__WRITTEN TASKS__
(1) From the olympiad geometry thread, list each point that the problem statement places on a segment, together with that segment.
(2) Quote the olympiad geometry thread word for word from "The diagonals of" to "MZP = \angle MWP$.".

__TEXT EXTRACT__
* BEGIN *

The diagonals of a cyclic quadrilateral $ABCD$ meet at $P$. Let $K$ and $L$ be points on the segments $CP$ and $DP$ such that the circumcircle of $PKL$ is tangent to $CD$ at $M$. Let $X$ and $Y$ be points on the segments $AP$ and $BP$ such that $AX=CK$ and $BY=DL$. Points $Z$ and $W$ are the midpoints of $PK$ and $PL$. Prove that if $C,D,X$ and $Y$ are concyclic, then $\angle MZP = \angle MWP$.
Problem
Source: Brazil Cono Sur TST 2023 - T1/P4
Tags: cyclic quadrilateral, power of a point
SBYT
19.01.2025 09:56
$\angle YXC=\angle YDC=\angle BAC$,so $XY\parallel AB$. Then $\frac{CK}{DL}=\frac{AX}{BY}=\frac{AP}{BP}=\frac{DP}{CP}$. So $CM^2=CK\cdot CP=DL\cdot DP=DM^2$,so $M$ is the midpoint of $CD$. Let $CPDN$ be a parallelagram,so $M$ is the midpoint of $PN$,too. Then $WM\parallel LN$ and $ZM\parallel KN$. Notice that $\angle LDN=\angle KCN$ and $\frac{CK}{LD}=\frac{DP}{CP}=\frac{CN}{DN}$,so $\bigtriangleup LDN\backsim \bigtriangleup KCN$. Finally,$\angle MZP=\angle NKP=180^\circ -\angle NKC=180^\circ -\angle NLD=\angle NLP=\angle MWP$.$\Box$.
Attachments:
Thelink_20
19.01.2025 18:32
Lemma: $M$ is the midpoint of $CD$. Proof: Let $O$ be the center of $(PKL)$. Then: $AP\cdot CP = BP\cdot DP\implies (PX+AX)\cdot CP = (PY+BY)\cdot DP\implies AX\cdot CP = BY \cdot DP\implies\implies CK\cdot CP = DL\cdot DP\implies Pow_{(PKL)}C = Pow_{(PKL)}D\implies\boxed{CO=DO}$ That means the perpendicular through $M$ is the perpendicular bissector of $CD$ and we are done.$_{\blacksquare}$ Now notice that $\angle OZC = \angle OMC = 90^{\circ}\implies \angle MZC = \angle MOC$, analogously: $\angle MWD = \angle MOD\implies \angle MZC = \angle MWD\implies \angle MZP = \angle MWP.$ $_{\blacksquare}$

* END *

__SUPPLIED MATERIAL__
* BEGIN *

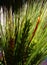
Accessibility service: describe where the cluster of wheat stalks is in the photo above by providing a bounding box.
[2,2,47,65]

* END *

__ANSWERS TO EACH TASK__
(1)
- K, on segment CP
- L, on segment DP
- X, on segment AP
- Y, on segment BP

(2)
The diagonals of a cyclic quadrilateral $ABCD$ meet at $P$. Let $K$ and $L$ be points on the segments $CP$ and $DP$ such that the circumcircle of $PKL$ is tangent to $CD$ at $M$. Let $X$ and $Y$ be points on the segments $AP$ and $BP$ such that $AX=CK$ and $BY=DL$. Points $Z$ and $W$ are the midpoints of $PK$ and $PL$. Prove that if $C,D,X$ and $Y$ are concyclic, then $\angle MZP = \angle MWP$.